— Problem statement —
Pull out every line in the records below that contains the word "number". Treat uppercase and lowercase as different.

— Data lines —
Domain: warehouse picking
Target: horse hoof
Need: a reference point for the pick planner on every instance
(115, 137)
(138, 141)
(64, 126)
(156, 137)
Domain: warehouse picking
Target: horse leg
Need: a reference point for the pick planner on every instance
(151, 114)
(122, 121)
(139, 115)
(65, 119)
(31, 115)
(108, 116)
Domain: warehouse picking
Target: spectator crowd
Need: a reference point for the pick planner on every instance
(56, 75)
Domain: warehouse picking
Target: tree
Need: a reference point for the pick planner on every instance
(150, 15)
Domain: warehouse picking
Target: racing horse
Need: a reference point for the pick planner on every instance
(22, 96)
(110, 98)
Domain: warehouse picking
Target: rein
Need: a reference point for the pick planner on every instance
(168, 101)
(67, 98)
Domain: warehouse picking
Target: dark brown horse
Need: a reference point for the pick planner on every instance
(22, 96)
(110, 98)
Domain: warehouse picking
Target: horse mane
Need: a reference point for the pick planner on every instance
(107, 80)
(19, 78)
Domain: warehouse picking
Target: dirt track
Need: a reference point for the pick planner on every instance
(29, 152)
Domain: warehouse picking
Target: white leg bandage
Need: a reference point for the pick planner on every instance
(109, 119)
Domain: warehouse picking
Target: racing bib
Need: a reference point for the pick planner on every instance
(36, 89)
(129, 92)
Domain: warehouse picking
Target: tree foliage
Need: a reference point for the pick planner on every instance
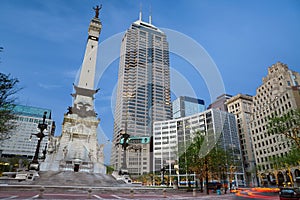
(288, 125)
(8, 89)
(291, 159)
(216, 161)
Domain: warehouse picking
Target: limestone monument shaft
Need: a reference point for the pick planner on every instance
(77, 149)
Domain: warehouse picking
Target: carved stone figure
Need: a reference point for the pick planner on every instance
(97, 9)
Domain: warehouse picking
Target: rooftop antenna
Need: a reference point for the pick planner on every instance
(150, 16)
(140, 17)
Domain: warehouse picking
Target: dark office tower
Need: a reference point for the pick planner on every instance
(143, 93)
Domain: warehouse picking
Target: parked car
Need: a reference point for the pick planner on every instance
(214, 185)
(288, 193)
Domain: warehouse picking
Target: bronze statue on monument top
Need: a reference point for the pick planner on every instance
(97, 9)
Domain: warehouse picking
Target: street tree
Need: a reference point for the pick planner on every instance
(216, 163)
(8, 90)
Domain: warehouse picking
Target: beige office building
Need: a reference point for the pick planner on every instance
(240, 105)
(278, 94)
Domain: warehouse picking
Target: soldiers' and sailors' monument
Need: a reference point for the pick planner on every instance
(77, 149)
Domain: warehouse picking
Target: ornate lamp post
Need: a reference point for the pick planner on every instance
(42, 126)
(163, 170)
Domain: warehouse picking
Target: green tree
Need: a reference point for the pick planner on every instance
(8, 89)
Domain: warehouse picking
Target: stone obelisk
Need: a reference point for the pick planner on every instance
(77, 149)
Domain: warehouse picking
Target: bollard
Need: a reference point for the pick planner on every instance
(89, 193)
(164, 193)
(42, 189)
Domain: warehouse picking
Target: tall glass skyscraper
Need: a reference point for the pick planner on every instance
(185, 106)
(143, 92)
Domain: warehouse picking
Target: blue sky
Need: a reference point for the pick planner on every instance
(44, 43)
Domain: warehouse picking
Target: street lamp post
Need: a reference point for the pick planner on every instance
(42, 126)
(163, 176)
(125, 136)
(206, 175)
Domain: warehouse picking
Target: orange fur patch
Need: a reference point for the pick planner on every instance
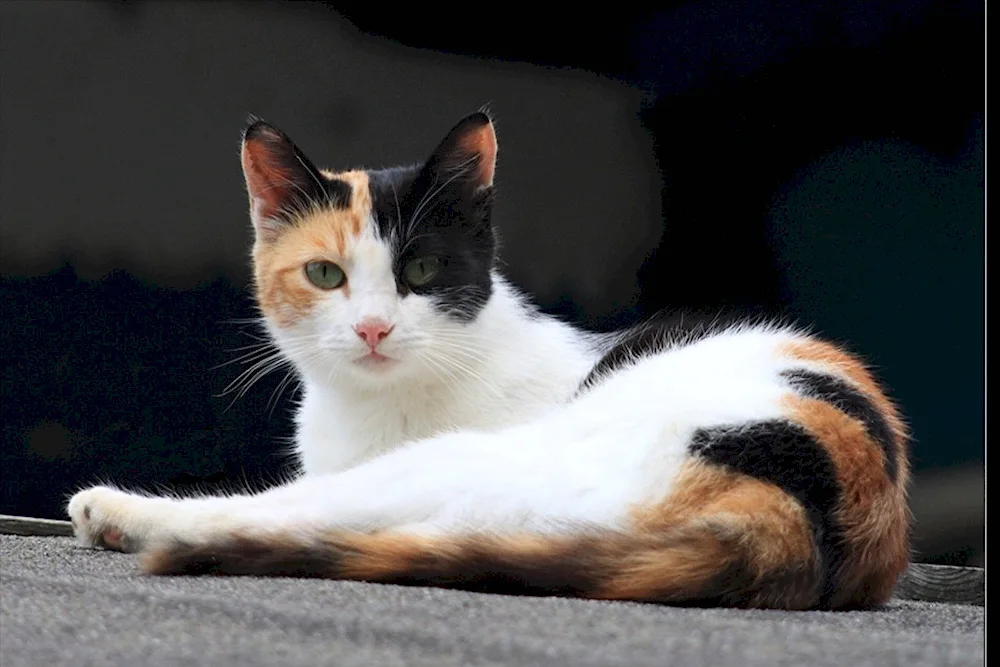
(481, 142)
(850, 368)
(283, 291)
(720, 521)
(873, 512)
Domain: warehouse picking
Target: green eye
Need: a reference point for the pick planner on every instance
(325, 275)
(421, 270)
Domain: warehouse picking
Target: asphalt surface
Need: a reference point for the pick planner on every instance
(63, 605)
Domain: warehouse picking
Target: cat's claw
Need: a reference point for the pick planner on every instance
(100, 516)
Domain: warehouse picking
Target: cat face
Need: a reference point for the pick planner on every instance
(373, 274)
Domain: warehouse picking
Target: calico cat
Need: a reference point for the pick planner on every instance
(450, 434)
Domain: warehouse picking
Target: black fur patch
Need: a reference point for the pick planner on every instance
(851, 402)
(307, 185)
(785, 455)
(426, 216)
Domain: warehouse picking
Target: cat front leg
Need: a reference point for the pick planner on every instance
(118, 520)
(131, 522)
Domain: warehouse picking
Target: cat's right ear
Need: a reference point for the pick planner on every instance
(281, 181)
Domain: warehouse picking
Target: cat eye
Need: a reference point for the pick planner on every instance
(421, 270)
(325, 275)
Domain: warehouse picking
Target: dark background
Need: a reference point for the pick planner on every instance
(821, 162)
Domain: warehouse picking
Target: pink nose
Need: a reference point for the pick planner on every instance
(372, 332)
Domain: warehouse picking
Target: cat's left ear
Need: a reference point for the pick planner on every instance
(468, 154)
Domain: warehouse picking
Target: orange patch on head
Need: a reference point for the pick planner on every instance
(481, 142)
(325, 233)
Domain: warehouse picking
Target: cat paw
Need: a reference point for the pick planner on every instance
(110, 519)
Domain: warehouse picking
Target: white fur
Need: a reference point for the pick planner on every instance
(503, 441)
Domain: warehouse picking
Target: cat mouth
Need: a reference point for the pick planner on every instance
(375, 360)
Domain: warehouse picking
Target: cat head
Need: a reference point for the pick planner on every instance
(373, 274)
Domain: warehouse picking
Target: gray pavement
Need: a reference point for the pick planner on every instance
(62, 605)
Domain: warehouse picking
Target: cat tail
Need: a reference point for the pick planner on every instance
(691, 565)
(748, 560)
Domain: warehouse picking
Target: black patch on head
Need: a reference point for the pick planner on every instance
(434, 210)
(851, 402)
(785, 455)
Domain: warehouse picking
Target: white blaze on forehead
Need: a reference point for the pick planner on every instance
(373, 284)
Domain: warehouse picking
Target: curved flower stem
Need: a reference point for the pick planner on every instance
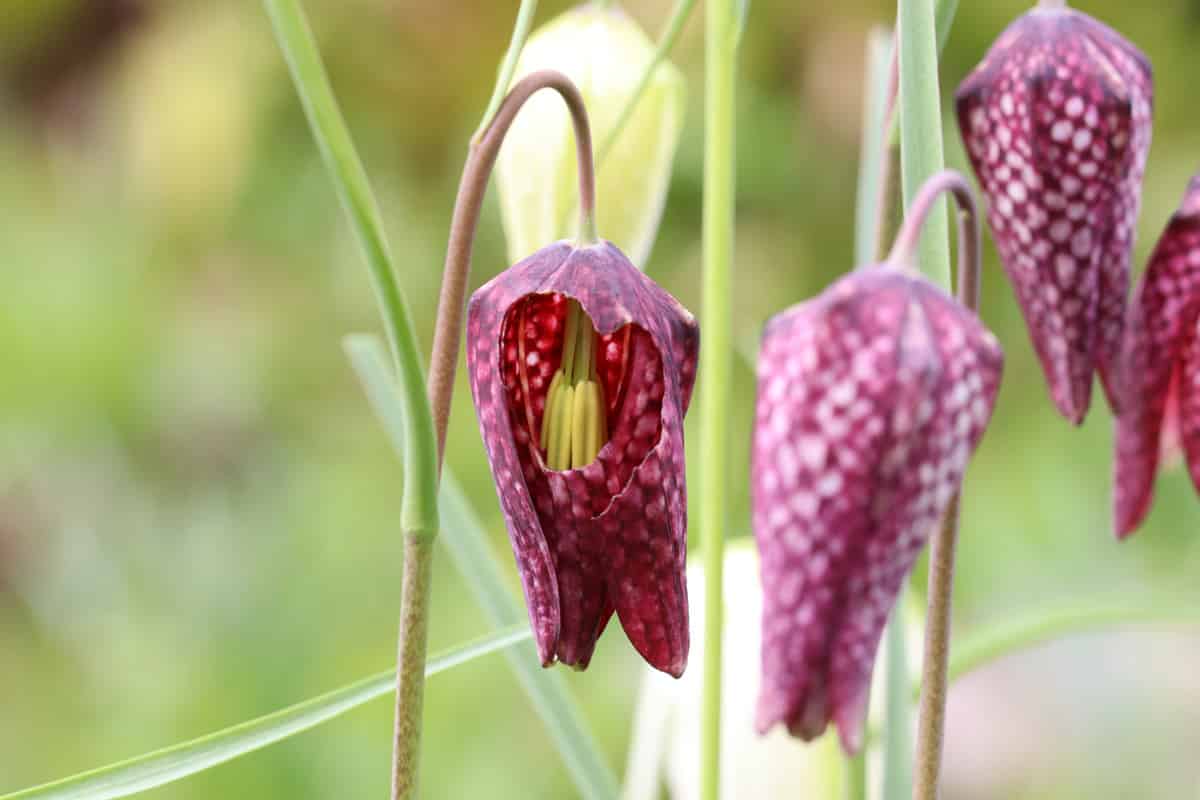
(931, 720)
(472, 187)
(509, 66)
(448, 337)
(666, 42)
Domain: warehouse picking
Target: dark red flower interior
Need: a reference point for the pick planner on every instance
(629, 368)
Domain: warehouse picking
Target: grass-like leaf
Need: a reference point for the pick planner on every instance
(191, 757)
(419, 457)
(466, 539)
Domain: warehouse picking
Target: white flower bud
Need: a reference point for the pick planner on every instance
(605, 53)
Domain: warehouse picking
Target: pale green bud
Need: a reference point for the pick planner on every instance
(605, 53)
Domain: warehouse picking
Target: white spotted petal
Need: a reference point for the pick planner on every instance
(871, 398)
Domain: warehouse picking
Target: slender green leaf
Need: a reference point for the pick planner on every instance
(921, 130)
(419, 512)
(714, 385)
(898, 709)
(179, 761)
(466, 539)
(868, 220)
(943, 13)
(1027, 631)
(666, 42)
(509, 65)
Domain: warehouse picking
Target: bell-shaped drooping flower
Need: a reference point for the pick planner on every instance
(871, 398)
(605, 53)
(581, 370)
(1162, 367)
(1056, 122)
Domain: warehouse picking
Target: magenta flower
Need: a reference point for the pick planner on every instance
(1056, 122)
(1162, 358)
(582, 368)
(871, 398)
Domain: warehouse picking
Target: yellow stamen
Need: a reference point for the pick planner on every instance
(574, 425)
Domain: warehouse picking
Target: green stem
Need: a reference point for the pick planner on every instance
(509, 65)
(666, 43)
(715, 383)
(855, 786)
(468, 204)
(414, 623)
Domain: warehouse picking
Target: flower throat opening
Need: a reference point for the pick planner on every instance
(575, 425)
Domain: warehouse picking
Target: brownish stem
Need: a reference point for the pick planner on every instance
(935, 665)
(886, 204)
(414, 625)
(472, 187)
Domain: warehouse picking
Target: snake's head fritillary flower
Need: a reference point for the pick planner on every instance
(581, 370)
(1162, 359)
(871, 398)
(605, 53)
(1056, 122)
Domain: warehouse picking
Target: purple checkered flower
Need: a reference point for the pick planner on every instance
(581, 370)
(1056, 120)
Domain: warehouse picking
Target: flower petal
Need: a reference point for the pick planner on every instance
(871, 398)
(1056, 124)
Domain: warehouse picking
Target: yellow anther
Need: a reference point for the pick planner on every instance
(574, 425)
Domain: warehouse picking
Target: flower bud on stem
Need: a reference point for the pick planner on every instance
(472, 187)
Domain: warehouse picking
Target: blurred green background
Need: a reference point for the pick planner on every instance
(198, 513)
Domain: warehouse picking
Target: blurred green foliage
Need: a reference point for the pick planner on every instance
(198, 513)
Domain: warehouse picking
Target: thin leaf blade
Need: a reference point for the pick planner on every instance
(177, 762)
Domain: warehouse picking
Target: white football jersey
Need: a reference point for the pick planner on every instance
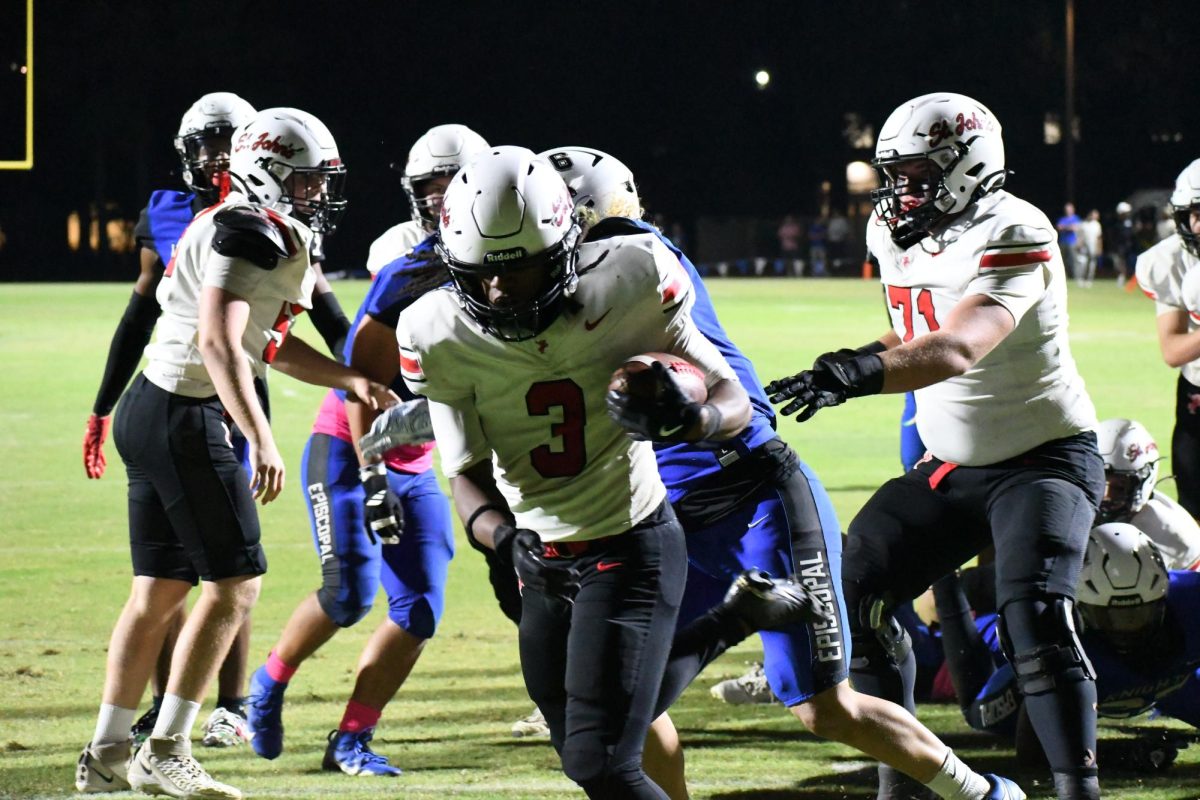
(1027, 390)
(275, 298)
(537, 408)
(1173, 529)
(1163, 272)
(393, 244)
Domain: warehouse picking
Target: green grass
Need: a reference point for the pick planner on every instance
(64, 572)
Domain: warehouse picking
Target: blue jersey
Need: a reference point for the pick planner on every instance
(163, 222)
(389, 295)
(683, 465)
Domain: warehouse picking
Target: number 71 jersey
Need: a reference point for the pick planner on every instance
(1027, 390)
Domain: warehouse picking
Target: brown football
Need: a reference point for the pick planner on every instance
(634, 377)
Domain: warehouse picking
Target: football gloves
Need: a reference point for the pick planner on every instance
(664, 414)
(407, 423)
(833, 379)
(521, 549)
(94, 437)
(383, 513)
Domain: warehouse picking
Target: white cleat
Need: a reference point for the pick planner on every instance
(166, 767)
(225, 728)
(532, 726)
(103, 768)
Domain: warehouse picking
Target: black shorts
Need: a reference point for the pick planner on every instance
(1036, 507)
(191, 511)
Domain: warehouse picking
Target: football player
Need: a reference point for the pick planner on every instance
(1131, 473)
(376, 518)
(978, 300)
(240, 275)
(1162, 271)
(515, 360)
(432, 161)
(753, 503)
(1139, 626)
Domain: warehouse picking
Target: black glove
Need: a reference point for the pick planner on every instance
(382, 509)
(663, 414)
(521, 549)
(831, 382)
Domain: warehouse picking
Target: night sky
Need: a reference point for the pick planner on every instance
(667, 88)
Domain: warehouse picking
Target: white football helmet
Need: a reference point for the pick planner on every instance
(287, 160)
(960, 142)
(1122, 588)
(1185, 198)
(508, 215)
(442, 150)
(600, 185)
(203, 142)
(1131, 468)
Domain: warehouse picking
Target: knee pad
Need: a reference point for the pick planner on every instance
(1044, 667)
(343, 611)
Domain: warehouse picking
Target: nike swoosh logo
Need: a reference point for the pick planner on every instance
(588, 325)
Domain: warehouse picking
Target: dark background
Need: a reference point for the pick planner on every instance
(667, 88)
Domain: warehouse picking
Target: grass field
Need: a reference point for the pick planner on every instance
(64, 572)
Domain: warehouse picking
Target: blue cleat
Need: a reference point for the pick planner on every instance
(264, 714)
(351, 752)
(1002, 788)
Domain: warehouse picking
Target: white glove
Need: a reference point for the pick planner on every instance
(407, 423)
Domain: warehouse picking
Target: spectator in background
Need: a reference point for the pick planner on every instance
(1122, 248)
(839, 239)
(790, 235)
(819, 233)
(1091, 235)
(1068, 239)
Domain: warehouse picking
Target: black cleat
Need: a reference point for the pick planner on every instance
(766, 603)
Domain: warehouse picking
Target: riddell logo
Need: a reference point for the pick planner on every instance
(275, 145)
(943, 130)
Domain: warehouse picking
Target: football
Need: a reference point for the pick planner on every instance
(634, 377)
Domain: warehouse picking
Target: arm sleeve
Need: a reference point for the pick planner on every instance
(130, 340)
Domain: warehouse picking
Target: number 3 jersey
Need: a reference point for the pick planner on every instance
(1027, 390)
(537, 408)
(275, 298)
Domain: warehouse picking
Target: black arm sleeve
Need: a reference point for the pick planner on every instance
(330, 322)
(129, 341)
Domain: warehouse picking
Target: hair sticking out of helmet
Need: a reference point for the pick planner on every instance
(509, 240)
(203, 143)
(438, 154)
(936, 155)
(1186, 205)
(1122, 587)
(287, 160)
(1131, 468)
(600, 185)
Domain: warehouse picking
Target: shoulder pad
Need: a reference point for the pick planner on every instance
(612, 227)
(253, 234)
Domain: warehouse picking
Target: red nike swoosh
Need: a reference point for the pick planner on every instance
(588, 325)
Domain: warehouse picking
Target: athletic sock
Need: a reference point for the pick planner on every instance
(177, 716)
(277, 671)
(113, 725)
(957, 781)
(359, 717)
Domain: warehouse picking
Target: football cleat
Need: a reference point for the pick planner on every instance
(103, 768)
(351, 752)
(745, 690)
(225, 728)
(264, 714)
(165, 765)
(532, 726)
(765, 603)
(1002, 788)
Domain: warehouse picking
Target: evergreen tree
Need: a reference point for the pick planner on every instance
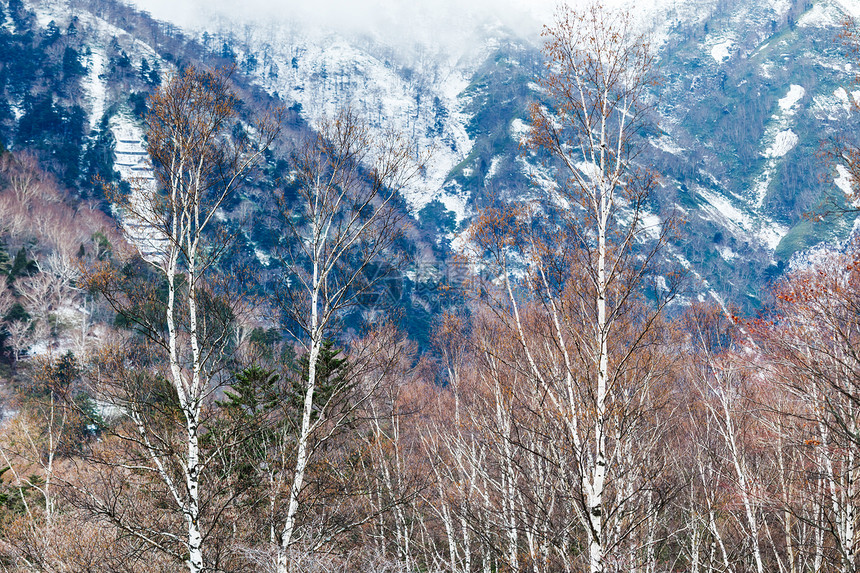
(332, 378)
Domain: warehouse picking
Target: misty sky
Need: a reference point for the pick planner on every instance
(422, 20)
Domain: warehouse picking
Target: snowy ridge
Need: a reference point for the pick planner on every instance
(420, 99)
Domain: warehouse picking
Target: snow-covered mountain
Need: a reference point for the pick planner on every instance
(749, 93)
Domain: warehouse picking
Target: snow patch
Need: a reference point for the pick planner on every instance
(784, 142)
(667, 144)
(494, 168)
(788, 104)
(821, 15)
(740, 222)
(843, 182)
(721, 50)
(850, 7)
(95, 86)
(520, 130)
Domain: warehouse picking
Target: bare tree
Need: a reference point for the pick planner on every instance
(586, 337)
(201, 151)
(344, 221)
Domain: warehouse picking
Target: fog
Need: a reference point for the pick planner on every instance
(438, 22)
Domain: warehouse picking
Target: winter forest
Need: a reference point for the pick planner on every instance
(172, 400)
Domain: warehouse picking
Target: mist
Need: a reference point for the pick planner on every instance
(416, 22)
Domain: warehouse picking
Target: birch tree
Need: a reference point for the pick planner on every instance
(201, 151)
(587, 338)
(343, 220)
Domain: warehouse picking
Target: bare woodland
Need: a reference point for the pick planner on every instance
(571, 416)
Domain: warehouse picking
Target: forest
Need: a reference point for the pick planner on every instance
(577, 409)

— Expected answer —
Target: number 71 jersey
Target: number 3 jersey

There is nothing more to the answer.